- [EXERCISE PROMPT]:
Put the records below into a numbered list, skipping blank lines, starting at the line containing "Confirm every instance of the triangular" and running through the last line of the records, both included.

- [DATASET ENTRIES]:
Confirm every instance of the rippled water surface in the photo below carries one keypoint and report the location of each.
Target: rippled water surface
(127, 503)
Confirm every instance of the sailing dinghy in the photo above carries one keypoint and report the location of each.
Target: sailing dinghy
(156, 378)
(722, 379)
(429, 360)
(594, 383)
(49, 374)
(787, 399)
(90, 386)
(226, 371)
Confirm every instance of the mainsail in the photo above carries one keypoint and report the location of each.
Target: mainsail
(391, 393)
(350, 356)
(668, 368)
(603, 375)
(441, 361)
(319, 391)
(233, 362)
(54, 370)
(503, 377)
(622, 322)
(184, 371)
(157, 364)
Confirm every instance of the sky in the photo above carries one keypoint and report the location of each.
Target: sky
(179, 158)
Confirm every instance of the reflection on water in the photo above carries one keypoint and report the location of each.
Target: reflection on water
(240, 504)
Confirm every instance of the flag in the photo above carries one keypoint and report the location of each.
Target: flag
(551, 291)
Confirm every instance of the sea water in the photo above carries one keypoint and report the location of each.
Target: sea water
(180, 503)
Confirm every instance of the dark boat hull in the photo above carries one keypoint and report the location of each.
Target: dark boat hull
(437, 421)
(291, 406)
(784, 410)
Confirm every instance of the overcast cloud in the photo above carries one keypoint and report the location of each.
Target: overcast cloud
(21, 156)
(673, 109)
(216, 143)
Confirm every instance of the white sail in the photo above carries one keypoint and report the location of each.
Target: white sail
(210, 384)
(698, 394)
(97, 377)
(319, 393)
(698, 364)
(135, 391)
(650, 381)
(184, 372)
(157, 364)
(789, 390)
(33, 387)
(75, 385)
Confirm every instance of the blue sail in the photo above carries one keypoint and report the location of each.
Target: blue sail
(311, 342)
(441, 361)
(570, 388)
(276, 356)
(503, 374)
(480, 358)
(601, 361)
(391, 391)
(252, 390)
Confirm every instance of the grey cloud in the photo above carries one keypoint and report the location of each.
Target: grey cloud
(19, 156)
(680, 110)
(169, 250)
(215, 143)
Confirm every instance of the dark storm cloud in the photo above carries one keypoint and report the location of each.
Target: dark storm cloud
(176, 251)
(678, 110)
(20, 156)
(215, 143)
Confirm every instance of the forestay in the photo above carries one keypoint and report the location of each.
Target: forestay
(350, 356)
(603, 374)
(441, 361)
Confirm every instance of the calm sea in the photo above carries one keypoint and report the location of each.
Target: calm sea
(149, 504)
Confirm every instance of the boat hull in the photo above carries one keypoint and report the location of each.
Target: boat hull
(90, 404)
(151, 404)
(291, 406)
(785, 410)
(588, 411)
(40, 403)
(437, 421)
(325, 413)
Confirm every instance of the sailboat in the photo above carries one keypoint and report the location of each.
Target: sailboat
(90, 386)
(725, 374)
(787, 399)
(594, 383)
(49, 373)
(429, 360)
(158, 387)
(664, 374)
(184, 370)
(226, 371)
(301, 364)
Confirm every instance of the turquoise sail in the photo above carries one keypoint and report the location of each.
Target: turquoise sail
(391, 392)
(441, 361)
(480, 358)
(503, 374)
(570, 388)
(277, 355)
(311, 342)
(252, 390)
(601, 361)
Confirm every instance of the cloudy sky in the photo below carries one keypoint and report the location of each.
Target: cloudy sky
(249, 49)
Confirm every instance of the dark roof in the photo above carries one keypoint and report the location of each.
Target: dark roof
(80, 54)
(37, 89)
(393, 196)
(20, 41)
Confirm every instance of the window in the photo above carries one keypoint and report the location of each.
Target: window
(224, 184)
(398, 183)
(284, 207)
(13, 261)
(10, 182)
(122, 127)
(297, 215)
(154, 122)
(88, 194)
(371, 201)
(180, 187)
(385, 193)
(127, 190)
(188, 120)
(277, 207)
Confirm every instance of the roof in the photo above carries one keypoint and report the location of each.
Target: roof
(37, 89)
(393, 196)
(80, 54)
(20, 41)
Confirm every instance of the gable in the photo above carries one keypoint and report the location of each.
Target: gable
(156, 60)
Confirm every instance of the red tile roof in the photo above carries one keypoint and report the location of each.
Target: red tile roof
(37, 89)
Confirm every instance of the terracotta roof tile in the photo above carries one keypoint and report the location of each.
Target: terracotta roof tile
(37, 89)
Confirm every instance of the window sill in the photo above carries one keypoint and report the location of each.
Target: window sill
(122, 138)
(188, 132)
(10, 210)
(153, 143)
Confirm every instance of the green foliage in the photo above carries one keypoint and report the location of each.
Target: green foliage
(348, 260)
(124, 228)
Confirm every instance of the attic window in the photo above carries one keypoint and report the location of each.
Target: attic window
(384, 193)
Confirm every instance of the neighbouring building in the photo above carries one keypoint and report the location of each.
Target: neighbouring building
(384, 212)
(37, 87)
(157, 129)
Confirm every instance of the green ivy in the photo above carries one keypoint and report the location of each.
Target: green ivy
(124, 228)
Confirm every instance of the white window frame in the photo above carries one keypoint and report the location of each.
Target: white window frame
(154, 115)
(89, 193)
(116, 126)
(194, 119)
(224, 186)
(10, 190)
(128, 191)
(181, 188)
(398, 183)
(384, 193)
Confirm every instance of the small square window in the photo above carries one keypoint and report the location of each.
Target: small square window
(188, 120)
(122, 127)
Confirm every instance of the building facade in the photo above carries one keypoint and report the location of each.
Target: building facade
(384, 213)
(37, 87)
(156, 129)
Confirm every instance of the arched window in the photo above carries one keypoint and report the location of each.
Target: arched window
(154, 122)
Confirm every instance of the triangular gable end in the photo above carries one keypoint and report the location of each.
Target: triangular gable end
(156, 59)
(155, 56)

- [EXERCISE ANSWER]:
1. Confirm every instance of the triangular gable end in the photo above carries one keypoint and report the location of each.
2. Target: triangular gable end
3. (156, 59)
4. (155, 56)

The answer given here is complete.